■ **Supplied entries**
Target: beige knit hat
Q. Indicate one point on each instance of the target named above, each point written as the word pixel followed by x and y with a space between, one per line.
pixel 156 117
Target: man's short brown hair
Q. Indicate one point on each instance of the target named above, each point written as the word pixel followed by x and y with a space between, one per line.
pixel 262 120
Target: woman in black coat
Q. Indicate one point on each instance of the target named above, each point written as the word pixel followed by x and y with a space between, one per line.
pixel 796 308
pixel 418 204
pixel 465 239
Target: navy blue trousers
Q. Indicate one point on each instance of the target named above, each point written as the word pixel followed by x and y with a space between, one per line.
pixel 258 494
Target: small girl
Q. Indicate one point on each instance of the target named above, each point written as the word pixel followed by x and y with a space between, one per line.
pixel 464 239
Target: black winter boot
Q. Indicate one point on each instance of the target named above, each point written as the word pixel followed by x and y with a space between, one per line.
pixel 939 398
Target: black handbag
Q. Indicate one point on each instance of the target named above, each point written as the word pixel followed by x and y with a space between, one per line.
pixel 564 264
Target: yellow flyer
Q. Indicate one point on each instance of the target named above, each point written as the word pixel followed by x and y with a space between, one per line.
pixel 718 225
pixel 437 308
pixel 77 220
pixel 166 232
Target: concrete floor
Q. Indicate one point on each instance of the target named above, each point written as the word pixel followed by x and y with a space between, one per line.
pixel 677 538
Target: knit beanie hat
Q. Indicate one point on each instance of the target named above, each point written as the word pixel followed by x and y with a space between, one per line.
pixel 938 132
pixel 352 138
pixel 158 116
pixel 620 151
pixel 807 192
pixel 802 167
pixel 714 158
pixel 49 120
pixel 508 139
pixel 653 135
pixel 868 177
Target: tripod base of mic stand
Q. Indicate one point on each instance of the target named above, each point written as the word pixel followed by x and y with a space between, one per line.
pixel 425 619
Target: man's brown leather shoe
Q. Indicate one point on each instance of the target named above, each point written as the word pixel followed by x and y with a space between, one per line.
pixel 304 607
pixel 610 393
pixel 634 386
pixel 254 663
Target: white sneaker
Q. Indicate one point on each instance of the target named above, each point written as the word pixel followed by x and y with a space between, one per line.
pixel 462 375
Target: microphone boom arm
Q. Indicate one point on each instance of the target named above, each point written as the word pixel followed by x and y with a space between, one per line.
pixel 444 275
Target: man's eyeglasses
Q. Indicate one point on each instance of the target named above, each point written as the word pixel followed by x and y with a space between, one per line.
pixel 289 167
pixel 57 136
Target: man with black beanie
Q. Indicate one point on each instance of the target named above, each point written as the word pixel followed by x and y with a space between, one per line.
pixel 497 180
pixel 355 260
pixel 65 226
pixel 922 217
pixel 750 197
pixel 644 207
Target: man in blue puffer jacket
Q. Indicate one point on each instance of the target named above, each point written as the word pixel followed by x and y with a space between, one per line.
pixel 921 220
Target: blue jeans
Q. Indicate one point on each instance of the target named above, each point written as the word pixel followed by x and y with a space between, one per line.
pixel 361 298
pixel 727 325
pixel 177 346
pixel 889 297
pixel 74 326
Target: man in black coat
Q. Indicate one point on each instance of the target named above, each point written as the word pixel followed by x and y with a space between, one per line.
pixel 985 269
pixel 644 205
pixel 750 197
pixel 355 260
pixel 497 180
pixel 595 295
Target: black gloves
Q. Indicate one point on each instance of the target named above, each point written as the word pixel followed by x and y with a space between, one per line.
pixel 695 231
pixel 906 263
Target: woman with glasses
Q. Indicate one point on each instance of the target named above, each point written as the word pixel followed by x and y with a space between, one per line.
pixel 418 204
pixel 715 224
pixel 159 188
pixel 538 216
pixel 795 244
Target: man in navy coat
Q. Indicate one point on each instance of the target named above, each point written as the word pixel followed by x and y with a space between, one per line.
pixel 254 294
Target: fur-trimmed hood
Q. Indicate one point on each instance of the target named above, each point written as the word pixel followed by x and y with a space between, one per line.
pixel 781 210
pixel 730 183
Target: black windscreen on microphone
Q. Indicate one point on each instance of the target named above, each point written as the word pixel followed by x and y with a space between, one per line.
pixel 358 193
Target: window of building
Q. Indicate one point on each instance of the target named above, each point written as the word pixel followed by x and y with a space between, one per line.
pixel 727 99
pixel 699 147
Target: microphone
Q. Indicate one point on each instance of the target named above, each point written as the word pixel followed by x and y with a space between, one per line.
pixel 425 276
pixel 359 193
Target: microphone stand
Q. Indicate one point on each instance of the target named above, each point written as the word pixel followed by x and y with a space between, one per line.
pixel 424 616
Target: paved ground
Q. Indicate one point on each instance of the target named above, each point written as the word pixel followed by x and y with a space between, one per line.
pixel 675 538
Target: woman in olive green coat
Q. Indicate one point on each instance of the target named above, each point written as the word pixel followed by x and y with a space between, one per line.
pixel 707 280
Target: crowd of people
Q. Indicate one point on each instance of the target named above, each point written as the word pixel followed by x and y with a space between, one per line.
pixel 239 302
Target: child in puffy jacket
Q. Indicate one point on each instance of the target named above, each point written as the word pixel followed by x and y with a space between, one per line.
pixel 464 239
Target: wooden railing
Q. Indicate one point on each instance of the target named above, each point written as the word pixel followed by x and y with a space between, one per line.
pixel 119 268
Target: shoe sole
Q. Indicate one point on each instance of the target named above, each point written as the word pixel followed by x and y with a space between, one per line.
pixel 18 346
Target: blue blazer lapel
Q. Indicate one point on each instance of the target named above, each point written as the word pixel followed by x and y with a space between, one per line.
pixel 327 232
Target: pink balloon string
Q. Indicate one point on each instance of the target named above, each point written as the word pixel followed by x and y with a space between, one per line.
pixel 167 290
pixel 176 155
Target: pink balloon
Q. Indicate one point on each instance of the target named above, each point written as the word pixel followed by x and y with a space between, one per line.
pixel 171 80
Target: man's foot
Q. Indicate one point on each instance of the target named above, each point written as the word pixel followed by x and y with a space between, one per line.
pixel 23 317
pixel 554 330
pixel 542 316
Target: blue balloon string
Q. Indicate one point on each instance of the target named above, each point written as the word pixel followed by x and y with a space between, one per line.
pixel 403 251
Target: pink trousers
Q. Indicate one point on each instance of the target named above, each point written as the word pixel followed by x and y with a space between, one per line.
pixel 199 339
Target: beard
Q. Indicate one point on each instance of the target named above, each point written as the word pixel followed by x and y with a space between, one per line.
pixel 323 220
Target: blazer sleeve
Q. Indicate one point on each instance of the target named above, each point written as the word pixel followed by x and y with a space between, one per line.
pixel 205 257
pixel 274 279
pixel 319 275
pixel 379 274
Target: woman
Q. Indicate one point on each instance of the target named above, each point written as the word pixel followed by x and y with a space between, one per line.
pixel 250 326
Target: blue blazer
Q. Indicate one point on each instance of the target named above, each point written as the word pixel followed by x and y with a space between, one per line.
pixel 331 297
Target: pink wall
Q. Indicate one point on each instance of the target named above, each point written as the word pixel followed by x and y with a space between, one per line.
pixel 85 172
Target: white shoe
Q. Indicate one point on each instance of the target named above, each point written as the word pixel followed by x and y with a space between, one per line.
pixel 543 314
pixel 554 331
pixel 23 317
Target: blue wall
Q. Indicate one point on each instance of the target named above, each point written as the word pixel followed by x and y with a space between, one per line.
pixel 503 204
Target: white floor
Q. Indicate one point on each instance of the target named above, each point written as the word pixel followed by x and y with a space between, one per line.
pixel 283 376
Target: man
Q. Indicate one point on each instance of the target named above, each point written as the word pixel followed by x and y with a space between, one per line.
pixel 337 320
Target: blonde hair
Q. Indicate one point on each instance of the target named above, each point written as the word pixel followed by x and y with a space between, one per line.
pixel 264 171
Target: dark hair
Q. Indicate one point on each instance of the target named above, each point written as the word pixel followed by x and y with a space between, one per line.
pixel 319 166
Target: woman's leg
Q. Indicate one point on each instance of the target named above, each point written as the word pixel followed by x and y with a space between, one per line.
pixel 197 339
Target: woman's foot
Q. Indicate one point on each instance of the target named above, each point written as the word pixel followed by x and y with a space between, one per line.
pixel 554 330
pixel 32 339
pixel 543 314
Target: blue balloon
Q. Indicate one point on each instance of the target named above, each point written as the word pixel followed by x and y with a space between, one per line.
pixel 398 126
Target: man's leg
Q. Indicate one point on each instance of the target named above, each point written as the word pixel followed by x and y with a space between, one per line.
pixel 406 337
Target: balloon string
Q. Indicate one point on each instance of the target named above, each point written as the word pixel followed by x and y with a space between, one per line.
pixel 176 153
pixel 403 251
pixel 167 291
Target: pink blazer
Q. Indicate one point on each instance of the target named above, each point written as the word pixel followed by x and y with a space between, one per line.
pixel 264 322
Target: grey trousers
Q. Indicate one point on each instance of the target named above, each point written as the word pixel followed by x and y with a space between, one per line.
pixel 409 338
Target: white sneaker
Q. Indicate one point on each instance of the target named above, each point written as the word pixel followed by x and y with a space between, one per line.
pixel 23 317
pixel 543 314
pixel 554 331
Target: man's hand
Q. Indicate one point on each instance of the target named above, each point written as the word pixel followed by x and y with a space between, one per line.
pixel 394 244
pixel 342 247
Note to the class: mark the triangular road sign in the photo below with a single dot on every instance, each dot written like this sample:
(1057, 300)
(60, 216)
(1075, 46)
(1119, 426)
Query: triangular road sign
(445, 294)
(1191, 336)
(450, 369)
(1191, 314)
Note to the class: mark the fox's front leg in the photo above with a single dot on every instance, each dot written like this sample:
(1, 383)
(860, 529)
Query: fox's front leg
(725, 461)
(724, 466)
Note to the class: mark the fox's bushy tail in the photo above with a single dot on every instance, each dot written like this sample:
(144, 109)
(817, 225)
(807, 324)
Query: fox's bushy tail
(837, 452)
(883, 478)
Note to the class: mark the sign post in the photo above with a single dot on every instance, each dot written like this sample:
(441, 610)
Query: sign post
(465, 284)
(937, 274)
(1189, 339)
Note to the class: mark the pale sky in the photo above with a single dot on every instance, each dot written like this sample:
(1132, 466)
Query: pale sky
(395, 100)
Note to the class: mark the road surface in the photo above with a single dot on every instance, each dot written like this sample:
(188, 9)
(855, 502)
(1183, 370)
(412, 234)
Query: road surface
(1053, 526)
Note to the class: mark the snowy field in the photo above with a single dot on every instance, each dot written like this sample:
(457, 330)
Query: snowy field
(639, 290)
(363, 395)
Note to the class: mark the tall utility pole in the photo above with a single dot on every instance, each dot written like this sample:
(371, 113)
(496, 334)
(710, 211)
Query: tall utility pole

■ **Task description**
From the data above, state how many lines contain the string "navy", offering no other words.

■ **Finished task**
2